Natural-language object grounding data:
━━━━━━━━━━━━━━━━

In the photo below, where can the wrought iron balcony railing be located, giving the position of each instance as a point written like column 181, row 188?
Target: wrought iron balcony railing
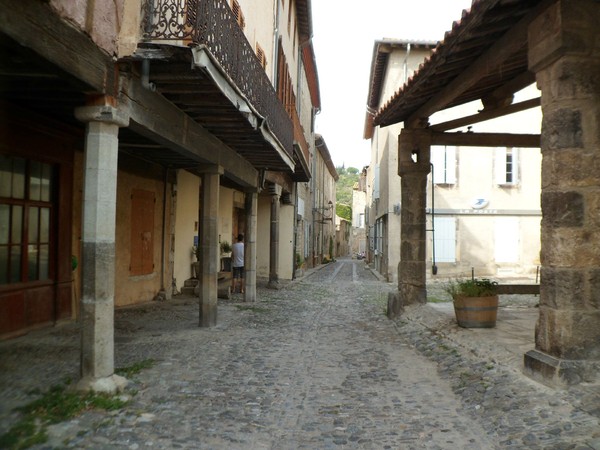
column 211, row 23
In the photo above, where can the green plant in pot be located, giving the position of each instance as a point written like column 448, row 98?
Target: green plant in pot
column 475, row 302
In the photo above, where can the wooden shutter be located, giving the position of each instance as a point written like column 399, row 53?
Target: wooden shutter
column 237, row 12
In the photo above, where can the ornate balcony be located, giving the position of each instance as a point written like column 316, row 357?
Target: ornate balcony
column 211, row 25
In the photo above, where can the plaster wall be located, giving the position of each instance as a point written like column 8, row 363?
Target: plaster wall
column 186, row 225
column 260, row 19
column 129, row 289
column 226, row 216
column 476, row 179
column 286, row 242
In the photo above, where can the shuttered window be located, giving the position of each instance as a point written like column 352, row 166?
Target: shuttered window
column 443, row 158
column 445, row 239
column 260, row 54
column 237, row 12
column 507, row 166
column 26, row 211
column 142, row 232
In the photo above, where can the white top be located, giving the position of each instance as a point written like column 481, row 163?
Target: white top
column 238, row 254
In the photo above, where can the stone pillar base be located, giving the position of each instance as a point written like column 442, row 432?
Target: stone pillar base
column 395, row 306
column 556, row 372
column 108, row 385
column 273, row 285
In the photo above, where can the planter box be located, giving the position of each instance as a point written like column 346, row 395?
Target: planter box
column 476, row 312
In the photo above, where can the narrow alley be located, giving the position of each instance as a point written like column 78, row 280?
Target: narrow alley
column 314, row 365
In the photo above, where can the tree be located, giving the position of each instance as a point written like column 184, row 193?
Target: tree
column 344, row 186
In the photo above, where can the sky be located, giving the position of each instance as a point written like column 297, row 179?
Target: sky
column 343, row 36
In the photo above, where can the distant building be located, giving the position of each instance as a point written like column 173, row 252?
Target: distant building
column 483, row 204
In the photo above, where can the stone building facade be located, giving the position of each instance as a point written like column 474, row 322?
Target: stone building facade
column 552, row 44
column 126, row 144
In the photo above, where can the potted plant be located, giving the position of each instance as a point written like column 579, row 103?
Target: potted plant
column 475, row 302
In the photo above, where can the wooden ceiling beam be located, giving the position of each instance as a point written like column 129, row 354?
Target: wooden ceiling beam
column 486, row 139
column 510, row 43
column 486, row 114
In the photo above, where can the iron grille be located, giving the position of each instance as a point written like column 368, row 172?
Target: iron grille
column 212, row 23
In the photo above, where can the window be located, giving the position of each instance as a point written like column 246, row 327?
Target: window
column 26, row 211
column 237, row 12
column 142, row 232
column 379, row 236
column 445, row 239
column 507, row 166
column 376, row 177
column 285, row 92
column 443, row 158
column 260, row 54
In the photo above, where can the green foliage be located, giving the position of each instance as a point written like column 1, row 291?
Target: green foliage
column 331, row 247
column 344, row 211
column 57, row 405
column 475, row 287
column 344, row 186
column 134, row 369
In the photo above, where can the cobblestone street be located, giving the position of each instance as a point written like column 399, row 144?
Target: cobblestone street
column 314, row 365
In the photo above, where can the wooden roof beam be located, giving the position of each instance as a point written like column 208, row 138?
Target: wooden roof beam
column 486, row 139
column 486, row 114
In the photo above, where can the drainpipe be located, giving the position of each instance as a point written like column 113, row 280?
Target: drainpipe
column 433, row 266
column 295, row 243
column 406, row 62
column 146, row 75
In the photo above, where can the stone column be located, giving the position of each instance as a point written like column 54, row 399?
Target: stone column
column 209, row 244
column 98, row 253
column 413, row 167
column 565, row 56
column 251, row 206
column 275, row 191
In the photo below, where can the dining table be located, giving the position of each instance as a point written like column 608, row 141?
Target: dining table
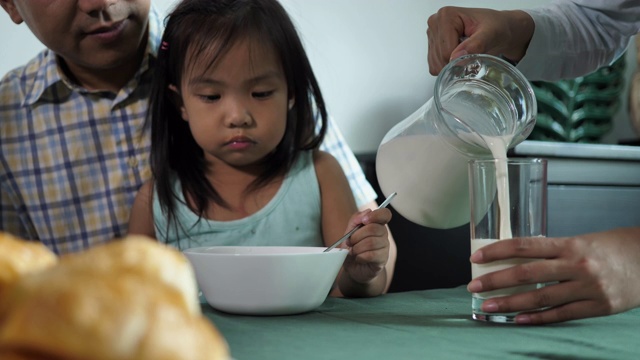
column 420, row 324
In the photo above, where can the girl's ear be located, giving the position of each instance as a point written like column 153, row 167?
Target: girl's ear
column 174, row 95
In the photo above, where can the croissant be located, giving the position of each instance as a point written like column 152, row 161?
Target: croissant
column 129, row 299
column 19, row 257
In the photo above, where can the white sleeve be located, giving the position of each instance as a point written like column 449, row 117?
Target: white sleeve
column 574, row 38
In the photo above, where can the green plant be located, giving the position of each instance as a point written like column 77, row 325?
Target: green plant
column 579, row 109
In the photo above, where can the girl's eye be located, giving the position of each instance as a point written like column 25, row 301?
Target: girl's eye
column 262, row 94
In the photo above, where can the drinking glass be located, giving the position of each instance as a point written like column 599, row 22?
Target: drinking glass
column 508, row 199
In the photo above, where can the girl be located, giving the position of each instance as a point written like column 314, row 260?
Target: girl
column 234, row 150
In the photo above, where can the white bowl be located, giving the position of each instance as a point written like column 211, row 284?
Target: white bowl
column 265, row 280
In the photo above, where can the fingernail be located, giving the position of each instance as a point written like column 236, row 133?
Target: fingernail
column 459, row 53
column 489, row 306
column 476, row 256
column 475, row 286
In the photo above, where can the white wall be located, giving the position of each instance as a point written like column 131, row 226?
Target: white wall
column 370, row 57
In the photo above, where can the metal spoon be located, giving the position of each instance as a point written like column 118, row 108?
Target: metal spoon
column 346, row 236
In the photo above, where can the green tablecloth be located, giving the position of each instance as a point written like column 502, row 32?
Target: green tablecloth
column 432, row 324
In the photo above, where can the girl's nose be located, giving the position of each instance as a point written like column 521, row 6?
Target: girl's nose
column 95, row 6
column 237, row 115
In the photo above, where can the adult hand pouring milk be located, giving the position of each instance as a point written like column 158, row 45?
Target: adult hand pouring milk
column 481, row 107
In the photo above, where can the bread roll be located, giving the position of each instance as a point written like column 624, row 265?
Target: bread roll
column 129, row 299
column 143, row 256
column 19, row 257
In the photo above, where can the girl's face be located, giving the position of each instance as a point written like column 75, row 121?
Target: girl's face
column 236, row 109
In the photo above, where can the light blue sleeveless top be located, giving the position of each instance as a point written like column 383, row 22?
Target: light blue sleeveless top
column 291, row 218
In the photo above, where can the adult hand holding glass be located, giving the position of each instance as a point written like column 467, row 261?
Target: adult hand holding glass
column 591, row 275
column 486, row 31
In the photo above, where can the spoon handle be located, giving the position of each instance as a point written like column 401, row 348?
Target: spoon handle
column 346, row 236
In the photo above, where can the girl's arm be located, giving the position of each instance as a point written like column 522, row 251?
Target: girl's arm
column 141, row 218
column 363, row 272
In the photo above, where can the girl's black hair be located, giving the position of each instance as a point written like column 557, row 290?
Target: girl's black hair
column 209, row 28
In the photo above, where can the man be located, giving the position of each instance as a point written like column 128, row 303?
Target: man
column 592, row 274
column 73, row 150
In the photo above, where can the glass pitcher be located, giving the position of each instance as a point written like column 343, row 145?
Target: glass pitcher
column 481, row 107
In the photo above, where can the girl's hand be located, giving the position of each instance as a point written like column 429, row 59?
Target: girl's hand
column 593, row 275
column 368, row 247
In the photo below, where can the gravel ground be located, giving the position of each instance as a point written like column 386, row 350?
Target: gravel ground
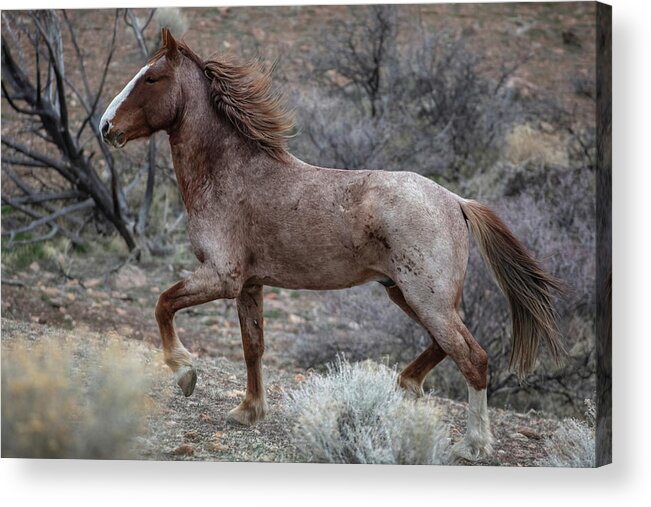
column 195, row 428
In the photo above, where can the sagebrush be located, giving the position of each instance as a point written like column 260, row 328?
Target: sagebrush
column 357, row 414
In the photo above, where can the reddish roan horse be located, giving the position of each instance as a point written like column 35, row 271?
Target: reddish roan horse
column 258, row 216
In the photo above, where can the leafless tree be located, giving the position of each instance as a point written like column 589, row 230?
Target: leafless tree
column 63, row 175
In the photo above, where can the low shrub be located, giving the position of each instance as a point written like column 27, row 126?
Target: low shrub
column 357, row 414
column 573, row 443
column 63, row 398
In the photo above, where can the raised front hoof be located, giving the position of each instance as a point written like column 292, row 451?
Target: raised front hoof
column 186, row 378
column 246, row 414
column 412, row 387
column 473, row 451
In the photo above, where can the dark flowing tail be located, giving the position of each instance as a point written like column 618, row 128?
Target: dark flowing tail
column 527, row 286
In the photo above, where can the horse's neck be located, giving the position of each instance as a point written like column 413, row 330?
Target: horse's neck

━━━━━━━━━━━━━━━━

Exercise prompt >>
Look over the records above, and wherever a line contains the string "neck", copy that line.

Task answer >>
In the photo above, where can the horse's neck be located, giving the position of each instance as a point written like column 413, row 330?
Target: horse's neck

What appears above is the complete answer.